*Assignment*:
Every record below should be printed exactly, except for the pictures.

Entries taken from a collection
--------------------

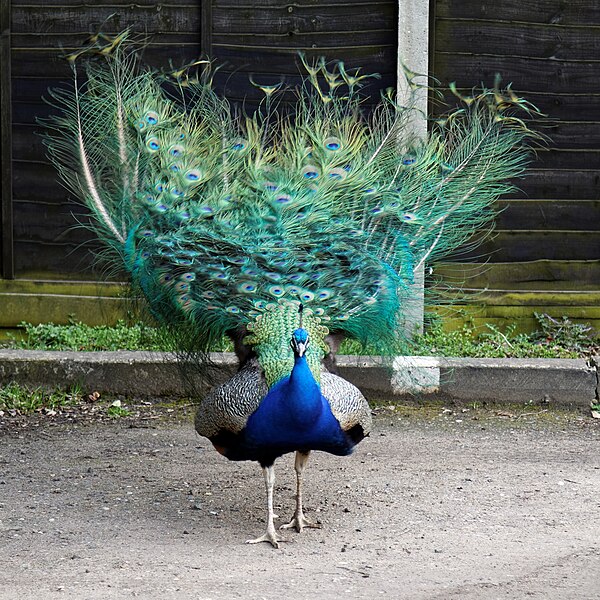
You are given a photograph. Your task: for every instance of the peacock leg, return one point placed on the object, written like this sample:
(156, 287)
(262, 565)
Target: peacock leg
(299, 521)
(270, 535)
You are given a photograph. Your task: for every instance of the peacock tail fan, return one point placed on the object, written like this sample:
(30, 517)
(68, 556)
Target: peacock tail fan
(227, 221)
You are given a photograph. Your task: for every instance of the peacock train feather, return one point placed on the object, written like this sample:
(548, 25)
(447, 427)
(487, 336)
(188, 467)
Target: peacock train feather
(277, 228)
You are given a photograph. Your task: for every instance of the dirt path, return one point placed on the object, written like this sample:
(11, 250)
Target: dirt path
(434, 505)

--------------------

*Solved problem*:
You are given a photograph. Your task: for every instance of the peacock leg, return one point placed on the object, written like this sample:
(156, 287)
(262, 565)
Target: peacock leg
(299, 521)
(270, 535)
You are given a photograph. Your task: for every instance of the peacock tail fan, return one point placed on the object, written like this sample:
(30, 517)
(68, 556)
Target: peacock tail fan
(227, 221)
You are given a photograph. Your task: for every instance of the peacock train feather, return one point placed on the object, written like this sample:
(548, 25)
(447, 427)
(487, 336)
(188, 467)
Target: peacock train feather
(277, 228)
You are given a photograph. Your task: for every instance of the dirt path, return one point placed on the object, written like this sample:
(11, 250)
Target: dirt path
(434, 505)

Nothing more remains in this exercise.